Text extract →
--- BEGIN ---
Polynomial Eigenfunctions in Spectral Analysis

Updated 22 January 2026

Polynomial eigenfunctions are sequences of polynomials that serve as simultaneous eigenfunctions of linear differential operators with a triangular structure ensuring existence and uniqueness.
They establish a bispectral framework by satisfying both differential equations and finite-term recurrence relations, which aids in resolving inverse problems in spectral analysis.
Applications span classical orthogonal families (e.g., Hermite, Laguerre, Jacobi), representation theory, integrable systems, and stochastic models.
--- END ---
Duplicate the passage on polynomial eigenfunctions word for word, starting with "Polynomial eigenfunctions are" and going on through "existence and uniqueness.".

Excerpted records →
--- BEGIN ---
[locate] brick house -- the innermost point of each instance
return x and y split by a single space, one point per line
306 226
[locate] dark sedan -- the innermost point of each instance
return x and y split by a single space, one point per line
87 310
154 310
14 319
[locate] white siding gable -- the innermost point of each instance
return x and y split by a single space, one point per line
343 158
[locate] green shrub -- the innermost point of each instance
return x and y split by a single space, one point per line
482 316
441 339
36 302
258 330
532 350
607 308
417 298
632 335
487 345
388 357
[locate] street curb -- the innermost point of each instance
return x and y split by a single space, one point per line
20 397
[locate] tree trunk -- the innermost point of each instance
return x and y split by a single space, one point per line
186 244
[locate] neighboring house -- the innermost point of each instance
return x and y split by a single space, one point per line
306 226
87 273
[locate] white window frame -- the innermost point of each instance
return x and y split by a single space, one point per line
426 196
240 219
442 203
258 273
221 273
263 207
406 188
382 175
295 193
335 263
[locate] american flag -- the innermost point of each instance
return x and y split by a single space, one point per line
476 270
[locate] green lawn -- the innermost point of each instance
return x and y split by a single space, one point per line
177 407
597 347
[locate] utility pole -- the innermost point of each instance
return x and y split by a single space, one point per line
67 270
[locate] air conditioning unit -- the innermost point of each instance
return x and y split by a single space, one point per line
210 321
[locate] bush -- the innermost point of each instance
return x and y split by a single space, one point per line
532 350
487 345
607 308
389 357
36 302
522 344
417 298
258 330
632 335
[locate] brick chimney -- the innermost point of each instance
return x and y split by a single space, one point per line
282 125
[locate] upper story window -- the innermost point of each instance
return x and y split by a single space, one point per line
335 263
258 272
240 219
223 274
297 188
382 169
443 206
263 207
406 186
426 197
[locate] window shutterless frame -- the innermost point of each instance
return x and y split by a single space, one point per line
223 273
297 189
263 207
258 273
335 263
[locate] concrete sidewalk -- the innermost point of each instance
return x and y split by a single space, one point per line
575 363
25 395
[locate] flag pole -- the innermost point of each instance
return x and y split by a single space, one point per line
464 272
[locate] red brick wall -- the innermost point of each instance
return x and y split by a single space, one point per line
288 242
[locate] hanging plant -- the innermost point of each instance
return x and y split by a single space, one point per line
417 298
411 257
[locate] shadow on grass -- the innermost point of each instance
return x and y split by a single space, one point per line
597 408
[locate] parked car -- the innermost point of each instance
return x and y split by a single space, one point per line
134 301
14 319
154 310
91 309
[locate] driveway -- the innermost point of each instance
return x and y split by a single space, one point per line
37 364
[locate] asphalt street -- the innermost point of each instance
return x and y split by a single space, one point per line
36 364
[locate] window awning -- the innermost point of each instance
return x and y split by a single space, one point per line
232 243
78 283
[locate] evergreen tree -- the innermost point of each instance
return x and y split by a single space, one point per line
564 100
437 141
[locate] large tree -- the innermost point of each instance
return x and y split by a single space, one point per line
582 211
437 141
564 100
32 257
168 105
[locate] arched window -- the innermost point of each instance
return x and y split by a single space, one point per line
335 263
--- END ---
Output of the task →
Polynomial eigenfunctions are sequences of polynomials that serve as simultaneous eigenfunctions of linear differential operators with a triangular structure ensuring existence and uniqueness.